▸ What is being asked:
Can you carry on the iKnow random-filter code example below from the point where it stops?

▸ Document section:
★ ★ ★ ★

The following example filters the sources in the domain by source Id, returning 11 sources. It then supplies this source Id filter when defining a random filter. Thus, the random filter returns 3 of these source-Id-filtered sources. You can run this example repeatedly to demonstrate that different sources are randomly sampled:

DomainCreateOrOpen
  SET dname="mydomain"
  IF (##class(%iKnow.Domain).NameIndexExists(dname))
      { SET domoref=##class(%iKnow.Domain).NameIndexOpen(dname)
        GOTO DeleteOldData }
  ELSE { SET domoref=##class(%iKnow.Domain).%New(dname)
         DO domoref.%Save()
         GOTO SetEnvironment }
DeleteOldData
  SET stat=domoref.DropData()
  IF stat { GOTO SetEnvironment }
  ELSE    { WRITE "DropData error ",$System.Status.DisplayError(stat)
            QUIT}
SetEnvironment
  SET domId=domoref.Id
  IF ##class(%iKnow.Configuration).Exists("myconfig") {
         SET cfg=##class(%iKnow.Configuration).Open("myconfig") }
  ELSE { SET cfg=##class(%iKnow.Configuration).%New("myconfig",0,$LISTBUILD("en"),"",1)
         DO cfg.%Save() }
ListerAndLoader
  SET domId=domoref.Id
  SET flister=##class(%iKnow.Source.SQL.Lister).%New(domId)
  SET myloader=##class(%iKnow.Source.Loader).%New(domId)
QueryBuild
   SET myquery="SELECT TOP 50 ID AS UniqueVal,Type,NarrativeFull FROM Aviation.Event"
   SET idfld="UniqueVal"
   SET grpfld="Type"
   SET dataflds=$LB("NarrativeFull")

★ ★ ★ ★

▸ Dataset excerpts:

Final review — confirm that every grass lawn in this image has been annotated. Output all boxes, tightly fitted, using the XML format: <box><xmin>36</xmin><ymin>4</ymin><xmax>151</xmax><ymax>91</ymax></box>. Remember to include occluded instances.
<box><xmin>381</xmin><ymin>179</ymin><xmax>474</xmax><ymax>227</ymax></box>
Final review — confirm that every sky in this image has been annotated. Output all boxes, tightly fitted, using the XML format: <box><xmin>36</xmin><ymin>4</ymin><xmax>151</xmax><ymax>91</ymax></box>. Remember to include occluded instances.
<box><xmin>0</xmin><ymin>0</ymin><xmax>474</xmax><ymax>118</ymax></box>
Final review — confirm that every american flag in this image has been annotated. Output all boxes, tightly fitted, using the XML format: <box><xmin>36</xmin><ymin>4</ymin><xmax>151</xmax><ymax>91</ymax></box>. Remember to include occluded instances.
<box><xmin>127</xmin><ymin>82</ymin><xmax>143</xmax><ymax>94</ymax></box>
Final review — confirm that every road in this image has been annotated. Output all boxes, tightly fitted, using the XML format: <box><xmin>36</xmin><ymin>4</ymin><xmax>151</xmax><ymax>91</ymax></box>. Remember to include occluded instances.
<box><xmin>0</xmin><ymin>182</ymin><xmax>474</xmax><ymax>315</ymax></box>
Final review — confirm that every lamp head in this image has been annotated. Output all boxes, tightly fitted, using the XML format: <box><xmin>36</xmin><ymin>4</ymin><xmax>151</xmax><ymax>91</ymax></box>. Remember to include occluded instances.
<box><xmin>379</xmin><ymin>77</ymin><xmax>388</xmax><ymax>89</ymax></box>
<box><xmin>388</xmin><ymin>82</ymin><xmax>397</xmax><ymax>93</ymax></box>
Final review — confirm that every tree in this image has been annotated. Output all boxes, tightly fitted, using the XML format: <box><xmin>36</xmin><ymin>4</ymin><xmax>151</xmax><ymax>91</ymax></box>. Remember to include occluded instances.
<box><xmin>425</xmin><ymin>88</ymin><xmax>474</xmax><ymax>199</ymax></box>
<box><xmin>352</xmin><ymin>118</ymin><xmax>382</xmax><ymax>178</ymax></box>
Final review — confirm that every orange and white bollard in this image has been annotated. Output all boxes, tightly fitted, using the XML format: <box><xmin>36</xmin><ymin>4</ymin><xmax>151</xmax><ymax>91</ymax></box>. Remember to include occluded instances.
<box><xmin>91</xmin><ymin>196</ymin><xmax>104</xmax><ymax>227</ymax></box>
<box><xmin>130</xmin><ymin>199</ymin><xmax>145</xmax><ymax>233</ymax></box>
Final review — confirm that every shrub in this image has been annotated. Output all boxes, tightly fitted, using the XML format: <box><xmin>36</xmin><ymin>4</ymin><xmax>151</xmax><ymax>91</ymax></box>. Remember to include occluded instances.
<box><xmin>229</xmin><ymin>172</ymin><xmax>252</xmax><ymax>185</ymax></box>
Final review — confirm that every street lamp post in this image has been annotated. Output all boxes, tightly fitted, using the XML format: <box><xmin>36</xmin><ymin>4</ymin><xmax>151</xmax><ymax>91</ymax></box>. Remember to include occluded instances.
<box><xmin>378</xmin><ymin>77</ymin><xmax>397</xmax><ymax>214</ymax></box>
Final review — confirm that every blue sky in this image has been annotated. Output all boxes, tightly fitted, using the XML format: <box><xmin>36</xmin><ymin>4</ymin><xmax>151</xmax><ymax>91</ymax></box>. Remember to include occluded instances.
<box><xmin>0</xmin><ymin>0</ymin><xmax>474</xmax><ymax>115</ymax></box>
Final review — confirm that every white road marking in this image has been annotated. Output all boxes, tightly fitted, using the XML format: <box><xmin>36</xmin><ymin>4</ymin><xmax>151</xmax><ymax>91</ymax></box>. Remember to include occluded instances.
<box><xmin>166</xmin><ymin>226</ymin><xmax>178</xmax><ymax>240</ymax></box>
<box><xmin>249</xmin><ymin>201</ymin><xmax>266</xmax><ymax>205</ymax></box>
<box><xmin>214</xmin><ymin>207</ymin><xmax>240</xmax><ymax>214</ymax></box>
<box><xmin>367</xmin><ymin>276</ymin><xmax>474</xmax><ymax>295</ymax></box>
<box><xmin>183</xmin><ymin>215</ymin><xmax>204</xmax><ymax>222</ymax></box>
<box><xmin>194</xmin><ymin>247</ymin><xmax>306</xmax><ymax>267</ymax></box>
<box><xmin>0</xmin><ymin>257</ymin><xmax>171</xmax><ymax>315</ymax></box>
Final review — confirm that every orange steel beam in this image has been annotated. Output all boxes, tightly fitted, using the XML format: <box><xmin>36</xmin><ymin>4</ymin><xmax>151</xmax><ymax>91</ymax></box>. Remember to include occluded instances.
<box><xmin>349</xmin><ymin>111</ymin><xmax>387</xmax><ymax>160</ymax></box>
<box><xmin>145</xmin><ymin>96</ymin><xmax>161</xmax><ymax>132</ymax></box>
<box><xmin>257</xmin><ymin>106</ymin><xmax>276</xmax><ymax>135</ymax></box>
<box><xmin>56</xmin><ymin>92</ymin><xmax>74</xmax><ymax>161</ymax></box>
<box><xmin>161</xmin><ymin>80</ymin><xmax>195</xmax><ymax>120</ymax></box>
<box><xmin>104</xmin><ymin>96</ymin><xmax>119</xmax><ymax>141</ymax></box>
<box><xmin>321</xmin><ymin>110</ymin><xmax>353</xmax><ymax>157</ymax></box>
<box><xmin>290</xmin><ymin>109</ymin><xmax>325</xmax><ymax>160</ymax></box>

★ ★ ★ ★

▸ Output for this task:
UseListerAndLoader
  SET stat=flister.AddListToBatch(myquery,idfld,grpfld,dataflds)
      IF stat '= 1 {WRITE "The lister failed: ",$System.Status.DisplayError(stat) QUIT }
  SET stat=myloader.ProcessBatch()
      IF stat '= 1 {WRITE "The loader failed: ",$System.Status.DisplayError(stat) QUIT }
DefineSourceIdFilter
  SET srclist=$LB(1,3,5,7,9,11,13,15,17,21,23)
  SET idfilt=##class(%iKnow.Filters.SourceIdFilter).%New(domId,srclist)
SourceCounts
  SET numsrc = ##class(%iKnow.Queries.SourceAPI).GetCountByDomain(domId)
     WRITE "The ",dname," domain contains ",numsrc," sources",!
 SET numfsrc = ##class(%iKnow.Queries.SourceAPI).GetCountByDomain(domId,idfilt)
     WRITE "Source count after source Id filtering: ",numfsrc,!
  DO ##class(%iKnow.Queries.SourceAPI).GetByDomain(.result,domId,1,20,idfilt)
  SET i=1
  WHILE $DATA(result(i)) {
     SET intId = $LISTGET(result(i),1)
     WRITE intId," "
     SET i=i+1 } 
     WRITE !,"End of list",! 
DefineRandomFilter
  SET rfilt=##class(%iKnow.Filters.RandomFilter).%New(domId,3,idfilt)
RandomSample
  SET numrsrc=##class(%iKnow.Queries.SourceAPI).GetCountByDomain(domId,rfilt)
  WRITE "From ",numfsrc," sources ",numrsrc," are randomly sampled:",!
  DO ##class(%iKnow.Queries.SourceAPI).GetByDomain(.result,domId,1,20,rfilt)
  SET j=1
  WHILE $DATA(result(j)) {
     SET intId = $LISTGET(result(j),1)
     WRITE intId," "
     SET j=j+1 } 
     WRITE !,"End of list",!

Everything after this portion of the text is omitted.